Deadfall is a 2012 American crime drama film directed by Stefan Ruzowitzky, written by Zach Dean, and starring Eric Bana, Olivia Wilde, and Charlie Hunnam.

Plot
After a successful casino heist, siblings Addison and Liza go on the run in Michigan. They decide to split up when their driver is fatally injured in a car crash and Addison murders a state trooper responding to the scene. They resolve to cross the U.S.-Canadian border during a blizzard. Meanwhile, after being released from prison, former boxer Jay calls his parents, retired sheriff Chet and his wife June, to say he'll be home for Thanksgiving. He confronts his former coach in Detroit, demanding money owed him. The two get into a fight and Jay, thinking he has killed him and unwilling to return to jail, flees.

Hannah, the sheriff's deputy, is invited to join Jay's parents for Thanksgiving dinner. She is treated poorly by her father, Sheriff Becker, who does not want to include her in the hunt for the fugitives. Hannah, who has been accepted to be trained for the FBI, excuses her father's behavior because of the loss of his wife several years ago. Jay finds a shivering Liza in the road and offers her a ride to the nearest gas station. Meanwhile, wandering in the snow, Addison murders an elderly man  losing a little finger in the struggle  and steals his damaged snowmobile. He is later forced to abandon the snowmobile, but not before cauterizing his wound on the still hot engine.

When Jay and Liza stop at a bar during the blizzard, she sneaks back to his truck, finds Jay's address, and leaves Addison a message to meet her there. A romantic relationship develops between Jay and Liza, who have sex in a motel. Elsewhere, Addison invades a cabin in the woods and kills the abusive father of the family. After dumping the man's body, he tends to the distraught wife and her children. Hannah is called to investigate the situation in the cabin. Meanwhile, realizing that she has feelings for Jay, Liza calls Addison to say she couldn't proceed with the plan and that she'll find another ride. Jay confesses his feelings for her. Liza explains how her brother was her protector from their abusive father, who was killed when they were young.

▶ [Information shown]

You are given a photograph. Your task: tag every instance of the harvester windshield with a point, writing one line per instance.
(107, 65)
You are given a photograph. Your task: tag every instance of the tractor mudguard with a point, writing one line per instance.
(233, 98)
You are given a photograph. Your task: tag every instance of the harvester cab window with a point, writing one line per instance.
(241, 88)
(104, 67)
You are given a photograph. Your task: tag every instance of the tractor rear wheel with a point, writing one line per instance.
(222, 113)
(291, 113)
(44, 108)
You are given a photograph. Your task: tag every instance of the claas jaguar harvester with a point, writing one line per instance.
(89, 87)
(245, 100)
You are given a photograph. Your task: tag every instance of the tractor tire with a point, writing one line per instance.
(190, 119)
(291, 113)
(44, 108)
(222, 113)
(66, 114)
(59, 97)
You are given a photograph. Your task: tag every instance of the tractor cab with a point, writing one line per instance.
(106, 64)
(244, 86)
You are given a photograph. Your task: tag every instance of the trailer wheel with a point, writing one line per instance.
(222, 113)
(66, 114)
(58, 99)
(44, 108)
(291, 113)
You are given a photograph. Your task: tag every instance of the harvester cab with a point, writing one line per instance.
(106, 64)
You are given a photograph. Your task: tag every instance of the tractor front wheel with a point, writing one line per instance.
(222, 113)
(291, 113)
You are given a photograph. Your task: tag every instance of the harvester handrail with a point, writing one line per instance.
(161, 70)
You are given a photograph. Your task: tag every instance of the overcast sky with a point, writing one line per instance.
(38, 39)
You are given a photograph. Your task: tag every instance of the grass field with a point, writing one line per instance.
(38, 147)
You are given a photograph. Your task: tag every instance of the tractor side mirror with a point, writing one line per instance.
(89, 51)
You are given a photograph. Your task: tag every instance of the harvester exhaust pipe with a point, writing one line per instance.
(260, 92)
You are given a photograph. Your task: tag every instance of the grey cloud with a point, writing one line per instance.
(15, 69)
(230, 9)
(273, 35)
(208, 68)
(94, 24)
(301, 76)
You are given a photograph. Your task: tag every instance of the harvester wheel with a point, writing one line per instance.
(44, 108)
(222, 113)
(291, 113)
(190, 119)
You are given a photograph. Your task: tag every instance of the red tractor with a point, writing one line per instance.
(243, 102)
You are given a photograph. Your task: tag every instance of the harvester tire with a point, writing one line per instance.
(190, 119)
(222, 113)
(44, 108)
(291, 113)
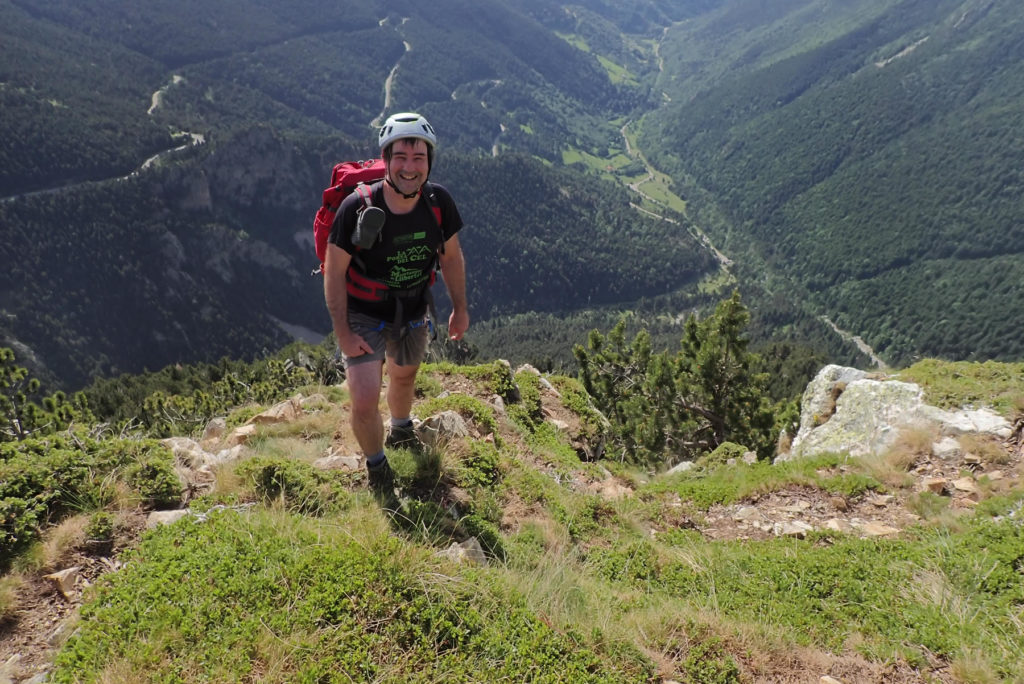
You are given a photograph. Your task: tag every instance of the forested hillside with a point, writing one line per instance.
(853, 161)
(872, 160)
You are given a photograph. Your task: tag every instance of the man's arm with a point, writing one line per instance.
(336, 295)
(454, 270)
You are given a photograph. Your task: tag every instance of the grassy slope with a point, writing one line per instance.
(303, 576)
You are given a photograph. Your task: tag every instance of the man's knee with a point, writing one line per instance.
(365, 407)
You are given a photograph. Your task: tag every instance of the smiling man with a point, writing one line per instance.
(377, 281)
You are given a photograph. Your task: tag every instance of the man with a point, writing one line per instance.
(378, 296)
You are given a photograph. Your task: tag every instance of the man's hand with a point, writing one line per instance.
(458, 325)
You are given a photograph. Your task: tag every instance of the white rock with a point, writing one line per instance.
(215, 429)
(338, 462)
(66, 581)
(797, 528)
(946, 449)
(876, 529)
(443, 427)
(284, 412)
(681, 467)
(469, 551)
(748, 514)
(966, 484)
(241, 435)
(839, 525)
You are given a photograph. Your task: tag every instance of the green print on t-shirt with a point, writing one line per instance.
(400, 278)
(411, 255)
(411, 238)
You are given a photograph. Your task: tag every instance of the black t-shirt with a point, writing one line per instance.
(404, 254)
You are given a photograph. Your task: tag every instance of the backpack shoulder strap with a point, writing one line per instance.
(435, 209)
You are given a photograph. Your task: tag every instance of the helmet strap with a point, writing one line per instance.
(387, 179)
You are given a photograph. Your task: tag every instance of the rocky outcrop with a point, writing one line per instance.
(848, 411)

▶ [Given problem A]
Find each line in the rows that contains the string "strap", matching case exactly, and copy those lines.
▶ [Given problem B]
Extend the Deadfall summary beyond its final sentence.
The Deadfall summary and the rows come from unrelated sources.

▶ [Task result A]
You are given a photograph. Your task: tag every instance of the backpack shoulder strap with a point, writing one line per instance.
You are given a photograph. Your task: tag every instance of the helmet strap with a point, writing one line per instance.

▶ [Task result B]
Hannah and two officers reach the cabin. Hannah notices a man's corpse and tries to warn the officer at the door, but Addison shoots him with a shotgun. Addison flees on a snowmobile with Hannah and the other officer giving chase, and the officer is killed.

Addison arrives at Jay's house and holds his parents captive. When Liza and Jay arrive for Thanksgiving dinner, Addison pretends at first not to know who Liza is. They eat dinner together. Addison sees Liza act protectively of Jay and his family. Hannah receives a call from a Detroit detective about Jay's coach, who is recovering from a concussion. She goes to the house and is also taken captive by Addison.

Becker finds Addison's snowmobile at the house, draws a weapon and goes inside. He fires at Addison, but it turns out to be his daughter, Hannah, surreptitiously dressed by Addison in his own jacket. Becker is then shot by Addison. A struggle between Jay and Addison ensues outside. Jay overpowers Addison but releases him when Liza begs him to, reminding Jay that Addison is her brother. Addison points another gun at Jay and challenges Jay to proclaim his love for Liza, which Jay does. Before Addison can decide what to do next, Liza fatally shoots him. Other police arrive to discover Hannah's life has been saved by a bulletproof vest.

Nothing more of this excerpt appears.